**JOB:**
Copy the records below word for word, starting at the line that contains "Question. Place a dot on every instance of the water" and ending at the last line of the records, both included.

**SOURCE DATA:**
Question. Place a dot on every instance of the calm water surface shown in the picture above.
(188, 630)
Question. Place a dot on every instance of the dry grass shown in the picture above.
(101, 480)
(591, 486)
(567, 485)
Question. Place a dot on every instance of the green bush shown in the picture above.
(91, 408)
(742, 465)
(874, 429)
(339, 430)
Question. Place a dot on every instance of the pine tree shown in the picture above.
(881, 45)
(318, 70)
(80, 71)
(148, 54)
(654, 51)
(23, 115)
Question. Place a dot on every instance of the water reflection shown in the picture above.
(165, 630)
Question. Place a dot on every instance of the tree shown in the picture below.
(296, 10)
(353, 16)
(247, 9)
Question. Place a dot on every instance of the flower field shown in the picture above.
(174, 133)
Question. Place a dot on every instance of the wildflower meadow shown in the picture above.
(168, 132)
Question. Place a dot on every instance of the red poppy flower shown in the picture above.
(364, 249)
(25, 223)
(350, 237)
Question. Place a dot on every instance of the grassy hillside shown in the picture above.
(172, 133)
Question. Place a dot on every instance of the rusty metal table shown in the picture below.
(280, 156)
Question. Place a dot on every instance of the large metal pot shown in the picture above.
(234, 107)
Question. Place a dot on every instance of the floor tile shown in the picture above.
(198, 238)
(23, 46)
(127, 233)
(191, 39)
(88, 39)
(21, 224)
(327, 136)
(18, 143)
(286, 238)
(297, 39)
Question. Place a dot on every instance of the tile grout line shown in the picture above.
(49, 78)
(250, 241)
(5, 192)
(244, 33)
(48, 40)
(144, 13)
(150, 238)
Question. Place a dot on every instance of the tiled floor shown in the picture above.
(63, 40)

**CORRECT RESPONSE:**
Question. Place a dot on every instance of the water reflection shown in the picture above.
(165, 630)
Question. Place a dot on every instance of the tree shown in the picture below.
(296, 10)
(353, 16)
(247, 9)
Question. Place a dot on every instance of the flower field shown in the picture above.
(174, 133)
Question. Place a dot on every instance of the wildflower meadow shown in the picture above.
(168, 132)
Question. Place a dot on every instance of the red poppy flower shown in the picture above.
(364, 249)
(25, 223)
(350, 237)
Question. Place a dot on every instance of the grassy hillside shown in the picture above.
(172, 133)
Question. Place a dot on every instance of the rusty metal table shown in the picture below.
(280, 156)
Question. Place a dot on every instance of the large metal pot shown in the picture above.
(234, 107)
Question. Place a dot on every instance of the floor tile shown in the picture above.
(198, 238)
(23, 46)
(127, 233)
(191, 39)
(88, 39)
(21, 224)
(327, 136)
(18, 143)
(286, 238)
(297, 39)
Question. Place a dot on every instance of the tile grout line shown in the picture above.
(49, 78)
(250, 241)
(5, 192)
(244, 33)
(48, 40)
(144, 13)
(150, 238)
Question. Place a dot on every instance of the tiled floor shown in the picture above.
(63, 40)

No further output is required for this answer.